• [Ausgewählter Text]:
Warum war die Disziplin bei Olympia bislang noch nicht vertreten?

Gute Frage. Den olympischen Gedanken verkörpert das Skaten auf jeden Fall sehr. Man respektiert nicht nur seine Konkurrenten, sondern freut sich auch mit ihnen, wenn außergewöhnliche Tricks gelingen. Wahrscheinlich war’s bislang einfach nicht genug Mainstream.

Allerdings gibt es auch kritische Stimmen aus der älteren Generation, die befürchten, Olympia führe zu einer Kommerzialisierung.

Dieser Prozess ist doch längst da! Die Werbung hat das Skaten längst für ihre Zwecke vereinnahmt. Und die großen Fahrer der Szene haben alle Sponsoren wie Red Bull, Adidas, Nike und so weiter. Ich könnte Ihnen noch zehn andere aufzählen. Die „alte Generation“, die Ende der 80er und in den 90ern die Anlagen befahren hat, hängt noch sehr an dieser totalen individuellen Freiheit. Nur haben sich die Zeiten geändert. Heute brauchst du eben Sponsoren, um an regulierten Contests teilnehmen zu können. Dass Olympia dieses Geschäft eher befördern wird, liegt auf der Hand. Dem Sport an sich tut es aber gut.

• [Aufgaben]:
1) Welche Sponsoren der großen Fahrer nennt das Interview über Skaten bei Olympia beim Namen?
2) Schreiben Sie das Interview über Skaten bei Olympia weiter, anschließend an seinen letzten Satz.

• [Datenauszug]:
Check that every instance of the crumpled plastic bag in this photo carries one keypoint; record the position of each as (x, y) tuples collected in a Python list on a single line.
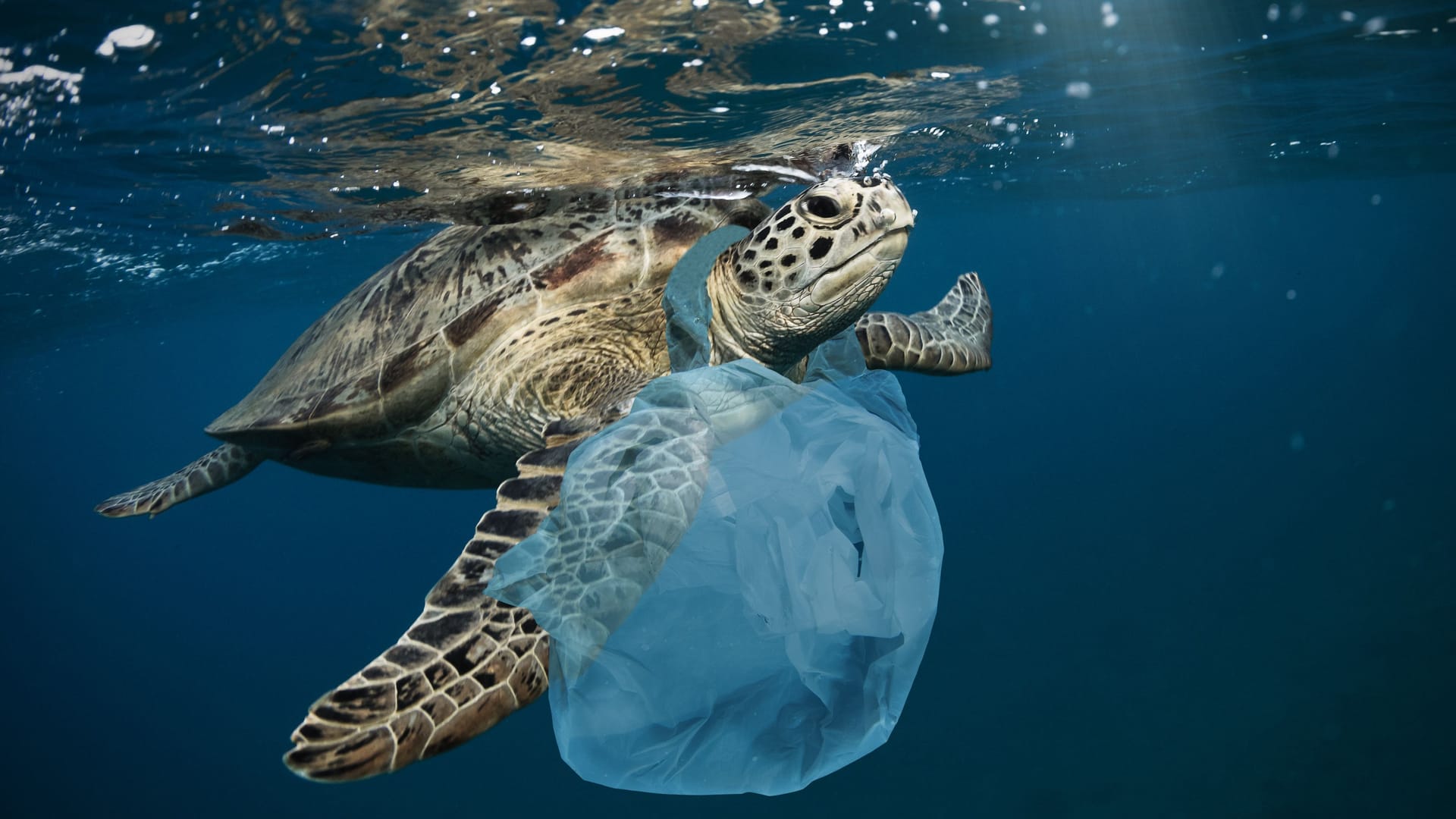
[(740, 579)]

• [Antworten je Aufgabe]:
1) Red Bull, Adidas und Nike.

2)
Passt das Skater-Image des coolen, lässigen Helden, der im Schlabberlook abhängt, überhaupt zu Olympia?

Das entscheiden letztlich die Zuschauer, die sich das anschauen wollen oder eben nicht.

Profitieren womöglich die alten Skatermarken wie Titus von dieser Beförderung des Sports zu den Olympischen Sommerspielen?

Titus geht es immer noch gut, die haben in Deutschland rund 40 Läden. Dass die Onlinekonkurrenz natürlich alles erschwert, ist überall so. Die Skatermarken verdienen allein mit dem Verkauf von Brettern so gut wie nichts. Wichtig – gerade was die größte Marktgruppe der 10- bis 25-Jährigen betrifft – sind Klamotten und Schuhe. Die Big Player wie Adidas oder Nike können in diesem Bereich deutlich mehr bewegen. So funktioniert nun mal der Kapitalismus.